There are many films that strike me as more imaginative, and many also as better crafted. But no other film has managed to reach down into the dark rooms of my soul as this one has. I've seen it several times now: twice in a hall, with hundreds of other people; other times with just one or two friends; and then, sometimes, alone at home. For me, the last is the only way to watch it. If I could use the inch-perfect ending of the film, and borrow the words before that memorable freeze frame, "This is for me."

*I've since found out that this is called a Mondegreen. And not all that I mishear are improvements over underwhelming Bible quotes, either. "If love is a red dress, well, hang me in rags," makes more sense and, I suspect, is more lyrical than what I heard it as: "If love is a red dress, then hand me earwax."

**I've been reading "The Lord of the Rings" for over a month-and-a-half now, and have reached only the middle, yet. So, in all likelihood, I'll be inflicting my "try too hard to be Tolkien" variations on you for a few months more...

Sunday, August 1, 2010

Movie Turn-Ons, Part 4.5 (Cheesy Sci-Fi: The Thing from Another World)

Spoiler Alert: the things of this world are terribly rude to the visitor thing, and you shouldn't read any further, if you don't want to find out how.

One other note. Howard Hawks is credited only as producer. However, given the quality of the film, and that he's one of my favourite filmmakers*, I'm going along with the claims that he ghost directed it.

▸ **SHORT EXERCISE 1**: Translate this sentence from the movie blog post into Spanish: "For me, the last is the only way to watch it."
▸ **SHORT EXERCISE 2**: Write out the movie blog post between "Spoiler Alert: the" and "find out how.", inclusive, swapping "terribly rude" for "quite unkind".
You won't need the listing.

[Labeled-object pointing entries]
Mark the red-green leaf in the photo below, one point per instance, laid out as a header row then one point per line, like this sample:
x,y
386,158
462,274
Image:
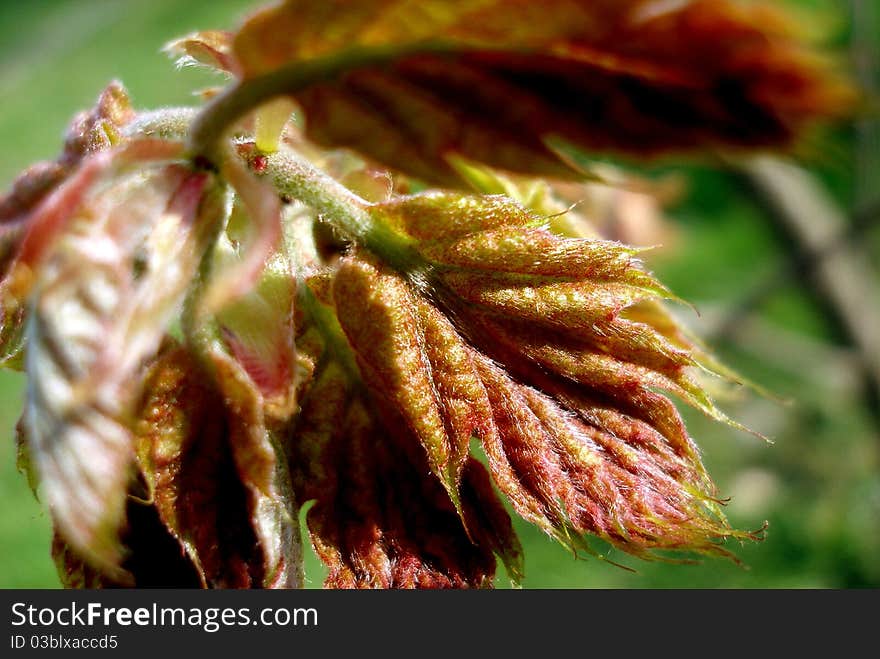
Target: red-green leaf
x,y
411,84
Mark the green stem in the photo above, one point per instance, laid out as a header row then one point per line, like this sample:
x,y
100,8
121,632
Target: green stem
x,y
215,120
296,178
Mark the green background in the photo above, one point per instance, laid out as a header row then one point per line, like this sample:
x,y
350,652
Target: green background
x,y
817,484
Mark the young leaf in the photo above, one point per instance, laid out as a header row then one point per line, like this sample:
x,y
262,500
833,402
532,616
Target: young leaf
x,y
412,84
103,296
214,477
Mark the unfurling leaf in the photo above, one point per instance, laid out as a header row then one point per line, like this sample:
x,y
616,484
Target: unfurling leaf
x,y
380,518
411,84
38,205
211,48
102,299
258,326
524,343
214,475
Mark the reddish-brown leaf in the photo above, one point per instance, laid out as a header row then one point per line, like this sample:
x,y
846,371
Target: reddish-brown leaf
x,y
213,475
415,82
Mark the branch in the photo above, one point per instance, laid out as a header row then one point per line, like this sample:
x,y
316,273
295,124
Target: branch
x,y
842,276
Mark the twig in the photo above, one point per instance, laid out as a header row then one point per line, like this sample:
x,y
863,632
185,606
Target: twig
x,y
843,276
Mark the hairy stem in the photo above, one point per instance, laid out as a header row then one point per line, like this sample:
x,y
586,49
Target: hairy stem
x,y
220,114
295,178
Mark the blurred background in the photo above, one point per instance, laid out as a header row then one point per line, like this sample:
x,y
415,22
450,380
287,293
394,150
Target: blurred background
x,y
787,296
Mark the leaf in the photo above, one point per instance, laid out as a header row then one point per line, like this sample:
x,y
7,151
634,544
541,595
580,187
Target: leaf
x,y
564,349
41,201
215,479
413,84
412,357
380,518
102,298
258,327
211,48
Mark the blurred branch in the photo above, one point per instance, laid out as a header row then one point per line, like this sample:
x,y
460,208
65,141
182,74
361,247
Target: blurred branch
x,y
838,270
865,53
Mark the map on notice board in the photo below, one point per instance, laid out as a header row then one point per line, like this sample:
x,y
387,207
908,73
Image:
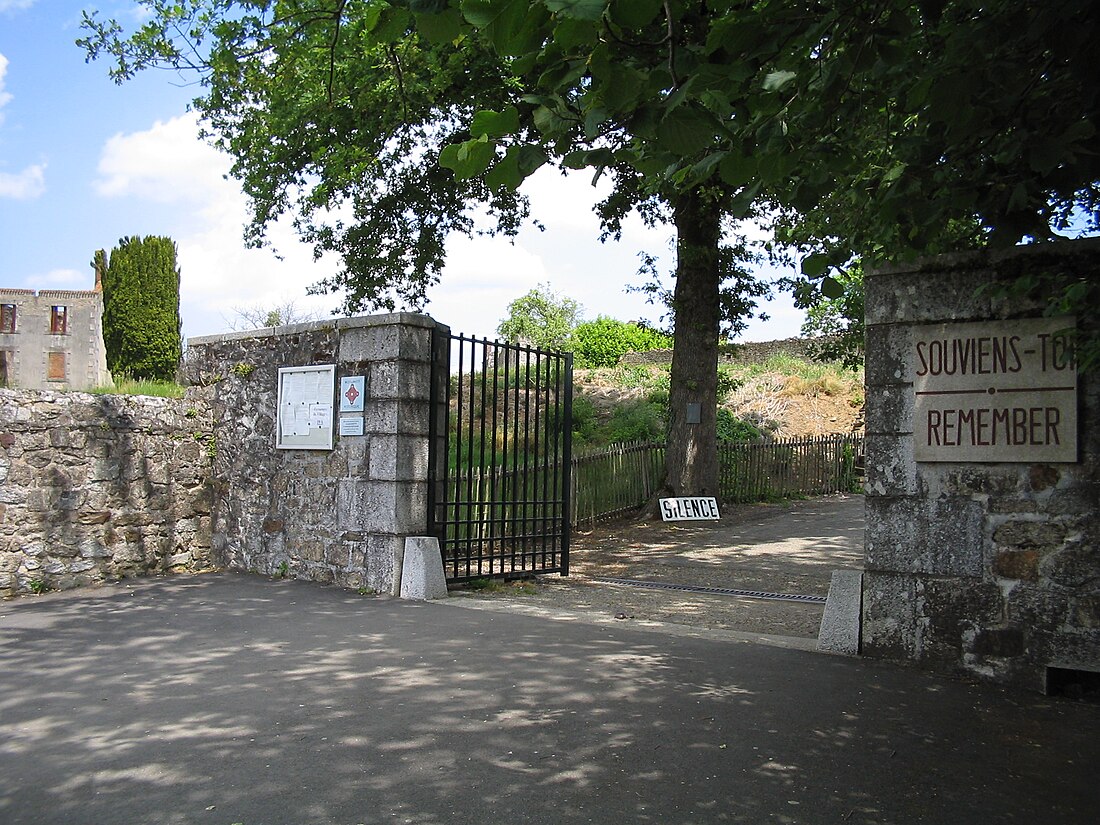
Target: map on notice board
x,y
305,407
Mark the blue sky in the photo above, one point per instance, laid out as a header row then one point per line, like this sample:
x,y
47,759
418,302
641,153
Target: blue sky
x,y
85,162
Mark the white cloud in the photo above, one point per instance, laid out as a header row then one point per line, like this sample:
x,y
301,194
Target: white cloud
x,y
4,96
23,185
168,163
65,279
15,4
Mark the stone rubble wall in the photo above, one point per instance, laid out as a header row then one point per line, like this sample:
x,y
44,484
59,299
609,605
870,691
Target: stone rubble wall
x,y
101,487
987,570
338,515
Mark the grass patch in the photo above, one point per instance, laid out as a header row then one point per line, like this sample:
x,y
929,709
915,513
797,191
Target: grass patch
x,y
132,386
524,587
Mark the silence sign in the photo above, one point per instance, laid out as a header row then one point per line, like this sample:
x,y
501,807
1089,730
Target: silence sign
x,y
689,508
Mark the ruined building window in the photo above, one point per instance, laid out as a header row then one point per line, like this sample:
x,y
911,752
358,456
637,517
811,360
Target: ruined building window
x,y
55,366
58,320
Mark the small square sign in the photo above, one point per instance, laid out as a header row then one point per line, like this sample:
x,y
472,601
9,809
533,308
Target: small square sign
x,y
352,393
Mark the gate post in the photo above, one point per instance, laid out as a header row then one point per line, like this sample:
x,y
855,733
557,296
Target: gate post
x,y
388,499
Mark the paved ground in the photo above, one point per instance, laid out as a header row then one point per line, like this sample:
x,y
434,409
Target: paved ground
x,y
230,699
790,548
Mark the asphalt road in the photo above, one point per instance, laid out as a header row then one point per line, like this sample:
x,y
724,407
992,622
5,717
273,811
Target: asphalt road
x,y
231,699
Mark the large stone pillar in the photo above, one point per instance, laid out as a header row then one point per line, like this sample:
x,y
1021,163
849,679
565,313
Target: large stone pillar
x,y
982,525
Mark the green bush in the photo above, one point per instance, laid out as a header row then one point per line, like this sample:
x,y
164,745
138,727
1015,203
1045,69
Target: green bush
x,y
584,420
141,308
604,341
637,421
735,430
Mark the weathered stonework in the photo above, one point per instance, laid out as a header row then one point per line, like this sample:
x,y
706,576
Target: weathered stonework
x,y
338,515
983,569
101,487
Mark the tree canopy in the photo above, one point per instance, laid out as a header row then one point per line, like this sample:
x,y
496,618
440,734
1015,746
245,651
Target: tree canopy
x,y
871,129
540,318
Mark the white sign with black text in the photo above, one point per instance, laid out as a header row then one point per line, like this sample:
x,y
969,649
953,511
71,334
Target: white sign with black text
x,y
689,508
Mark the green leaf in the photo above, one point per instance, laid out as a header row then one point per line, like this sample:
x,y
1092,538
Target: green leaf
x,y
776,80
495,124
428,7
815,265
685,131
635,13
549,122
468,160
571,34
510,25
516,165
578,9
832,288
442,28
737,169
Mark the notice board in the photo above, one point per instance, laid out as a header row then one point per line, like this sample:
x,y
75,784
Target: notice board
x,y
996,392
306,396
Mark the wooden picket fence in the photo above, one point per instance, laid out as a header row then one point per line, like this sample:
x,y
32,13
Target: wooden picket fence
x,y
624,476
789,468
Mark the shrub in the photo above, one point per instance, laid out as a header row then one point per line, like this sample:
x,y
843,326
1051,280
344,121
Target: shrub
x,y
637,421
604,341
733,429
141,309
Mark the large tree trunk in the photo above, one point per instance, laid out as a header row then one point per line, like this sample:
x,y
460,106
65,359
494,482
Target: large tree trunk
x,y
692,453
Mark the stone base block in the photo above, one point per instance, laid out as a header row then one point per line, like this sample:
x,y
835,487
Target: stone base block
x,y
422,569
839,630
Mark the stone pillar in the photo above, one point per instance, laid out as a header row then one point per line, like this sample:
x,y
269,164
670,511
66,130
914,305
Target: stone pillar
x,y
388,501
980,567
338,515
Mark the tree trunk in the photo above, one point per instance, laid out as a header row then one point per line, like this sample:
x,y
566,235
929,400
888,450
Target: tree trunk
x,y
692,453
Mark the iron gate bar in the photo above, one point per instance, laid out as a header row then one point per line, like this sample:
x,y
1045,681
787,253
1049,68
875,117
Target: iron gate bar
x,y
717,591
508,514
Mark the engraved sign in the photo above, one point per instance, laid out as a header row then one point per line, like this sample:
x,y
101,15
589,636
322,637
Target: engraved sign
x,y
352,393
994,392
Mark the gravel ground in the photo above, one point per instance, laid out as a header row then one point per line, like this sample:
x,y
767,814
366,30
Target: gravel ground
x,y
789,548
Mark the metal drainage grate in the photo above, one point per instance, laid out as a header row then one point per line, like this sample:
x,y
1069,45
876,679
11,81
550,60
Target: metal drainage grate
x,y
717,591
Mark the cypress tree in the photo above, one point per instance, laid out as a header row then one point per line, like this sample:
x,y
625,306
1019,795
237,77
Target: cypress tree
x,y
141,309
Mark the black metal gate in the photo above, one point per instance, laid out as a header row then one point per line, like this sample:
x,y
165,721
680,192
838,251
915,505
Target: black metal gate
x,y
499,462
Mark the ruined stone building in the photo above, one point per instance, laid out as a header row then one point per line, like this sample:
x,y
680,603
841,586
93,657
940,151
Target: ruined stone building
x,y
52,339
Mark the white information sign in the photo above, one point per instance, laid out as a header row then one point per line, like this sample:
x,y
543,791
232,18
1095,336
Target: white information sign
x,y
352,393
351,425
689,508
305,407
994,392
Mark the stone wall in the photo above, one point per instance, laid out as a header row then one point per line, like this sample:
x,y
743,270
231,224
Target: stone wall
x,y
101,487
338,515
747,352
982,569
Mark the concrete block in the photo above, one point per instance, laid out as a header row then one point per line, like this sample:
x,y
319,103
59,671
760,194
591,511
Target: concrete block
x,y
888,359
891,469
839,628
422,569
937,537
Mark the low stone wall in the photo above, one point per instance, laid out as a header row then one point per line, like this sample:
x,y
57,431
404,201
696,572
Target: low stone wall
x,y
748,352
337,515
101,487
980,567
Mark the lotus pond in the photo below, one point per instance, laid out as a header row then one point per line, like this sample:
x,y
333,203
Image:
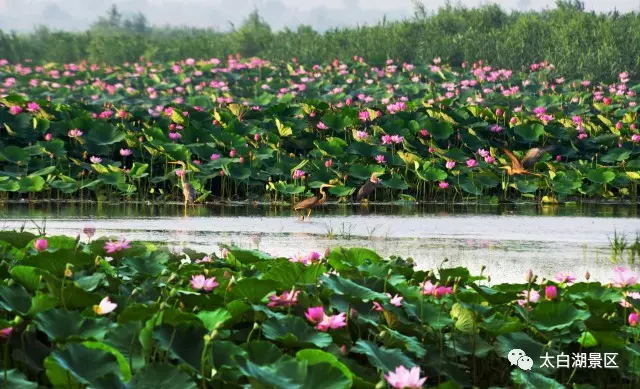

▸ **FULL ANSWER 1**: Para mí, lo último es la única forma de verla.

▸ **FULL ANSWER 2**:
Spoiler Alert: the things of this world are quite unkind to the visitor thing, and you shouldn't read any further, if you don't want to find out how.